[Outline records]
-=-=-=-=-

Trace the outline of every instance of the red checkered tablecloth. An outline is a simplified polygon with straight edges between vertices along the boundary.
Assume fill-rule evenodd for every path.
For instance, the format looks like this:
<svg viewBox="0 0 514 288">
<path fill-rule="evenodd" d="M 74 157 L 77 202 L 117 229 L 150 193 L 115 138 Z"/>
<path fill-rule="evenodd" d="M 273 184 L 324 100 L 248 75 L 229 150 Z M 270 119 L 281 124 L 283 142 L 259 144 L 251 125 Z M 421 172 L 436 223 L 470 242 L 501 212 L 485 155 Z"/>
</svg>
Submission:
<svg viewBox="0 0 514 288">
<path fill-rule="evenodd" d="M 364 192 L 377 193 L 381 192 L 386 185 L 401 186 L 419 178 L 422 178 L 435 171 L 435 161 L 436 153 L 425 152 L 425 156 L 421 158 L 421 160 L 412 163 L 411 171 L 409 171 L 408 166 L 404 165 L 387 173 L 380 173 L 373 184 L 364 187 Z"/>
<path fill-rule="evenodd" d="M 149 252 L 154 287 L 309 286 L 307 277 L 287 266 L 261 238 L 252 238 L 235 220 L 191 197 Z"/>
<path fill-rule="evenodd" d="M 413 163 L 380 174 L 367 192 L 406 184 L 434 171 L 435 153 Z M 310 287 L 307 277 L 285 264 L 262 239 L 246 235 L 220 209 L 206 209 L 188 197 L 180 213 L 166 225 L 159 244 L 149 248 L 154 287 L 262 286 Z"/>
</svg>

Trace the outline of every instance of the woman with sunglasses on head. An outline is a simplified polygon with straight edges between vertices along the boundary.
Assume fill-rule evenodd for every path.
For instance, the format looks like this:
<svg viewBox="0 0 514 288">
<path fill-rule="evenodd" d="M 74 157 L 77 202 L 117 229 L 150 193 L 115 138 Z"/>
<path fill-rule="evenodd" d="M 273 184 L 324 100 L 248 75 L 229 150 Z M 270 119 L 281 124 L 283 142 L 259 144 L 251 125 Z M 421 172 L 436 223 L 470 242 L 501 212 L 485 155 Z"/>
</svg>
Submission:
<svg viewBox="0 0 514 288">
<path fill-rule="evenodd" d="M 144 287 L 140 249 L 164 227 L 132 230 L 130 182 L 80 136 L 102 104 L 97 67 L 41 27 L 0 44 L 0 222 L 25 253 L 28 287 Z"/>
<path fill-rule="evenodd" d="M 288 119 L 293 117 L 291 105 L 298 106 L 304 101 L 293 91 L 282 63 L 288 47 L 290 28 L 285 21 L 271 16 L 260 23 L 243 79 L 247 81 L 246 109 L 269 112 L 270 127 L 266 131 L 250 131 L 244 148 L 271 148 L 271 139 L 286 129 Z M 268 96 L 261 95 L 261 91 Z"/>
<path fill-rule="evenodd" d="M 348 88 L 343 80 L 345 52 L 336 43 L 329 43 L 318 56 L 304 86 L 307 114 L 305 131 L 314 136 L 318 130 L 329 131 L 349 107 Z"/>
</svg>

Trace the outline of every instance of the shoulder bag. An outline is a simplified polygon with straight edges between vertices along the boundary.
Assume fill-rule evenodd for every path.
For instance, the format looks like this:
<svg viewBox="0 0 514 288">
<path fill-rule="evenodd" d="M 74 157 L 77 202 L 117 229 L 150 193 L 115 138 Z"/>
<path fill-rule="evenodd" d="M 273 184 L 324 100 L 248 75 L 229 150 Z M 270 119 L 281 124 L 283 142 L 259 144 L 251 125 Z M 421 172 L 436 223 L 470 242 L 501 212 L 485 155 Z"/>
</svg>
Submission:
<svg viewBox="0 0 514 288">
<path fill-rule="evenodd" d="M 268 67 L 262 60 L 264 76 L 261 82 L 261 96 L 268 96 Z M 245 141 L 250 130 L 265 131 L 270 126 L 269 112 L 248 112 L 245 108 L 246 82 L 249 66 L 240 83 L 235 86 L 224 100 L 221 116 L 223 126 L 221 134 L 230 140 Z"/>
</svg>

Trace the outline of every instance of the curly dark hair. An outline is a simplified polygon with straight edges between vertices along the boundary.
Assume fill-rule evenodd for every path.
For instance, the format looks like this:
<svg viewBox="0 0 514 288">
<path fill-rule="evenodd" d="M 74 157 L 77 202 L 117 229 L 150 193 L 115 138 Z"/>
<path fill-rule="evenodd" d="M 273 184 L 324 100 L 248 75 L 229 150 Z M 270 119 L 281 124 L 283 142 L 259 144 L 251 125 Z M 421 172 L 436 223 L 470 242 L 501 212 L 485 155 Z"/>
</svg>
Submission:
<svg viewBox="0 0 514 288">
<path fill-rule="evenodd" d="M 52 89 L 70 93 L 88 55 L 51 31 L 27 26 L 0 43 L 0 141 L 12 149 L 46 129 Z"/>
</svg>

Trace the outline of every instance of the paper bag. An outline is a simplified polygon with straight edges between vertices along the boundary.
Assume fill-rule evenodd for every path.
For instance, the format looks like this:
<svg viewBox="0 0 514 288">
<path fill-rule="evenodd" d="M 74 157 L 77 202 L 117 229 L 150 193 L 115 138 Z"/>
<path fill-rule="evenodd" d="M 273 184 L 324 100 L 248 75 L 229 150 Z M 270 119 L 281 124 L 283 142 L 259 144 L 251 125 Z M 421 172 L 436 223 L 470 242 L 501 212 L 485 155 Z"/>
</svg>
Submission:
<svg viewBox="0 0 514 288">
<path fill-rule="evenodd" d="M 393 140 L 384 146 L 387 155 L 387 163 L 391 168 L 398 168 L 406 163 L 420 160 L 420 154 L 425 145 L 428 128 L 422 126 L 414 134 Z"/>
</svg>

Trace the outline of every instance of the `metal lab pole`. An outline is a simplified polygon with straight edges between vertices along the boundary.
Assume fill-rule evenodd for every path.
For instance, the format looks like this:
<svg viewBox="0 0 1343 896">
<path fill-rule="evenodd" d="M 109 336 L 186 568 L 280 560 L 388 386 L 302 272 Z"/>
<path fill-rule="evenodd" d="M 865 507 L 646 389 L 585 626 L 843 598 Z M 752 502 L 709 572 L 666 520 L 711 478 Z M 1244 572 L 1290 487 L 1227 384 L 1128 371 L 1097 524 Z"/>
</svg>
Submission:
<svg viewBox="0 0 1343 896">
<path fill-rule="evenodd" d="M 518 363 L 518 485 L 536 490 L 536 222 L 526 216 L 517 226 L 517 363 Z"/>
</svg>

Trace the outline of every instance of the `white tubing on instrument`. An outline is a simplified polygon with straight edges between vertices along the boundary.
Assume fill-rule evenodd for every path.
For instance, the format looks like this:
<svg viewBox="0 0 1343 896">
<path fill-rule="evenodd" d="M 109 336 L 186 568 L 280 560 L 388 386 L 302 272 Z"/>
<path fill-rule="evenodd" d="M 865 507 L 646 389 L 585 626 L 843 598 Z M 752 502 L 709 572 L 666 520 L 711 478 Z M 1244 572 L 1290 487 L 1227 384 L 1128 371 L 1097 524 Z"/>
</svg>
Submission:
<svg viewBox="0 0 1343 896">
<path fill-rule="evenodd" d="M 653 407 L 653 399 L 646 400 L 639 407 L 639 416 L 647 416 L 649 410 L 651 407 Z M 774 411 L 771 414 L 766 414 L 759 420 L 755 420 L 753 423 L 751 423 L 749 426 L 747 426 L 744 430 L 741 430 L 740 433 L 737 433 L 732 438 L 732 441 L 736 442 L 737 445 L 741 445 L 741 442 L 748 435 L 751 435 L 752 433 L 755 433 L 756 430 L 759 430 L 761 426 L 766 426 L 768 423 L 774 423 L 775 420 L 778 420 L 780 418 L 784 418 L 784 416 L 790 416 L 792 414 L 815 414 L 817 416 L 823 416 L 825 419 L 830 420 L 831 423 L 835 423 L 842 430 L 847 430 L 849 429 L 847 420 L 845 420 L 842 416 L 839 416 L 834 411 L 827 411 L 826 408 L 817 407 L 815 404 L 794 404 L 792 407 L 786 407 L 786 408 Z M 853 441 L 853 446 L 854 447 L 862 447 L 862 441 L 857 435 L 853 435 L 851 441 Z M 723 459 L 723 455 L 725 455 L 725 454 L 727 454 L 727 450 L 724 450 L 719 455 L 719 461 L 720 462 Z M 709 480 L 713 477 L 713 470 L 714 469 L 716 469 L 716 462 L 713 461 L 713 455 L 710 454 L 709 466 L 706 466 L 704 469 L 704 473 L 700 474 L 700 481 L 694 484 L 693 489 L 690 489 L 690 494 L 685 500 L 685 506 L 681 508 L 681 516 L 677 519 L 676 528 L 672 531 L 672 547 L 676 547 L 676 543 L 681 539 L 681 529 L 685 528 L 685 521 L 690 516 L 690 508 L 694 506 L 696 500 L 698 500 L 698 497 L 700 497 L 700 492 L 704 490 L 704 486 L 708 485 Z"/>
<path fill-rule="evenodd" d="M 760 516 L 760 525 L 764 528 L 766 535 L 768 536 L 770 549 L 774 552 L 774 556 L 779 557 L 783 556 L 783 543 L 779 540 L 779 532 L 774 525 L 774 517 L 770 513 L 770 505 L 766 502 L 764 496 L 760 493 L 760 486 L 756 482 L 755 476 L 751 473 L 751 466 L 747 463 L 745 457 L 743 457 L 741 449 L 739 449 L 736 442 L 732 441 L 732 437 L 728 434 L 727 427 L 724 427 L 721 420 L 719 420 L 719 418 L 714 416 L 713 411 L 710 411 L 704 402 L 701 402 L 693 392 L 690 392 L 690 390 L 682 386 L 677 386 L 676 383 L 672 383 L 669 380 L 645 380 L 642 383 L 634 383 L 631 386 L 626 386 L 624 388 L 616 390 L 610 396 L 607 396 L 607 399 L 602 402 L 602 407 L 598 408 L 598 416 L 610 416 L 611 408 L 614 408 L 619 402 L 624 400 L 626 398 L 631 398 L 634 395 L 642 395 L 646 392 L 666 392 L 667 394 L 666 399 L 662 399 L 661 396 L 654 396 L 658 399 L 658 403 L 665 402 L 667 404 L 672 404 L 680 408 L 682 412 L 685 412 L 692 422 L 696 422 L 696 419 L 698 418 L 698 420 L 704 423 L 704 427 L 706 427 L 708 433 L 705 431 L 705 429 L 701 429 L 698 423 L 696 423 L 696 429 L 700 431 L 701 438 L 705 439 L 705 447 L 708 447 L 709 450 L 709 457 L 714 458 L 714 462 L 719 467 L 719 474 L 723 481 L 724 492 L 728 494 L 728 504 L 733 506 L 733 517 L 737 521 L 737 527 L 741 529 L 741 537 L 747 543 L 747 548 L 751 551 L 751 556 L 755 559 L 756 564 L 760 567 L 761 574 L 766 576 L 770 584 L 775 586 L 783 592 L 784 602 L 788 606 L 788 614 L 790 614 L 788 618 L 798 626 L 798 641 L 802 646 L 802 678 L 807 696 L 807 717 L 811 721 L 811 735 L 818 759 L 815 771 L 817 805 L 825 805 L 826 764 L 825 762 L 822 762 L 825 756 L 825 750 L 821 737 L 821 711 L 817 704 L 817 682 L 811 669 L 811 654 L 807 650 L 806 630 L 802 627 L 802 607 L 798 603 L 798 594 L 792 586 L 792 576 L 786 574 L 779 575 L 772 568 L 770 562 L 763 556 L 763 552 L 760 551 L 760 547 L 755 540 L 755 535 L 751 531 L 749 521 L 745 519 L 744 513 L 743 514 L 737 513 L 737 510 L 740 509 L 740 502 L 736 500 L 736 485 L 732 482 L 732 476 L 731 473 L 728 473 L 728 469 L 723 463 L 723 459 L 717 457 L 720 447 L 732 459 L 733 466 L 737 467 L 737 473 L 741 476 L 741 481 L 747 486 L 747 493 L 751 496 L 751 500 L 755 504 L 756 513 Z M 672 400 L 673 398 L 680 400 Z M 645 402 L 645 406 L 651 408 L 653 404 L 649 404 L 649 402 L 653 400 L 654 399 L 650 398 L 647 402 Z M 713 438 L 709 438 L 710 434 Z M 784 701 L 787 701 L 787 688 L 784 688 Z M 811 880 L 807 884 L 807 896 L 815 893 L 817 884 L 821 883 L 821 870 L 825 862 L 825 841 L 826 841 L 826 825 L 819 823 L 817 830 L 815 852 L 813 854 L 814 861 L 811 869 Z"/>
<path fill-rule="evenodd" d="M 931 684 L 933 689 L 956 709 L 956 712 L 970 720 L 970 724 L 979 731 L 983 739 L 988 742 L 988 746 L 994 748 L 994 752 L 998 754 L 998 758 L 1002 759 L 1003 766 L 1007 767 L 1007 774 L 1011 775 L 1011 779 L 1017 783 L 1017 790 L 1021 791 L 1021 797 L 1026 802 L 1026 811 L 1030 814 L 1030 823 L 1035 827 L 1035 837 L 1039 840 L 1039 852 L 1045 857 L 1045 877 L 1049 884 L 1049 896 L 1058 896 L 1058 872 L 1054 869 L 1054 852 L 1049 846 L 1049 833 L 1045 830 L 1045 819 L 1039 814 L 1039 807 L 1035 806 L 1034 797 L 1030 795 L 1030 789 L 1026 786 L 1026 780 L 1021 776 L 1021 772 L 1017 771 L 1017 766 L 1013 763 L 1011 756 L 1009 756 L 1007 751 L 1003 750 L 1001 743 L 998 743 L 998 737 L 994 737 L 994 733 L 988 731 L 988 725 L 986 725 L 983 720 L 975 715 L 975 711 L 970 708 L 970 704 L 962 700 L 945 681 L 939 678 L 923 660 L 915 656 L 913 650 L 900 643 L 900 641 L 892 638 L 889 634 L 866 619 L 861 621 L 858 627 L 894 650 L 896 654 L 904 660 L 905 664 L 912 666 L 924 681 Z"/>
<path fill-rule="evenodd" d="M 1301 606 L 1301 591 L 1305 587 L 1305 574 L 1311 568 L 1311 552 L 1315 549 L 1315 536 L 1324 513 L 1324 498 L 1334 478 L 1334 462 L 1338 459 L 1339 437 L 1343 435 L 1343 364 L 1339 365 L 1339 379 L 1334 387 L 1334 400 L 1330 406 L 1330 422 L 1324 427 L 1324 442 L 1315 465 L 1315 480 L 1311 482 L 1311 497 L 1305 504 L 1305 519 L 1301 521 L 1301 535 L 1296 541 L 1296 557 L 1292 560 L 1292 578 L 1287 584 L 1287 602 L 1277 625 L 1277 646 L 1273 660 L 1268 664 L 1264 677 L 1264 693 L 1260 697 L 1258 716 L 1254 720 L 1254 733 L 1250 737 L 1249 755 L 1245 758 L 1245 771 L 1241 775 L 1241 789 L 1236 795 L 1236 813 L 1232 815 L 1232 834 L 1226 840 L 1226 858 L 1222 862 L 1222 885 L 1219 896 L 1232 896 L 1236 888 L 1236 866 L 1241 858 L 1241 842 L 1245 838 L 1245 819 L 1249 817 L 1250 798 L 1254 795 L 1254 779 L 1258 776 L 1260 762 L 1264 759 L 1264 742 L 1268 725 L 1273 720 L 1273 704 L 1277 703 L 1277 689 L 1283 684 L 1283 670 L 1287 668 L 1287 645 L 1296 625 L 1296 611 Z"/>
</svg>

-=-=-=-=-

## What needs to be done:
Find every line in the rows above that contains the word "Trace" and copy each of those lines in full.

## Full response:
Trace the outline of every instance of the red checkered tablecloth. An outline is a simplified polygon with straight edges between vertices along the boundary.
Trace the outline of every instance of the woman with sunglasses on head. An outline is a simplified polygon with straight edges between vertices along the boundary.
Trace the outline of every instance of the shoulder bag. An outline is a simplified polygon with straight edges between vertices along the boundary.
Trace the outline of every instance of the curly dark hair. An outline is a simplified polygon with straight edges between vertices along the boundary.
Trace the outline of every instance of the paper bag. An outline is a simplified polygon with straight edges between vertices along the boundary.
Trace the outline of every instance of the `metal lab pole`. An outline is a simplified polygon with straight edges between vertices along the boundary.
Trace the outline of every instance of the `white tubing on instrument`. An outline is a simplified polygon with straight edges between vertices along the boundary.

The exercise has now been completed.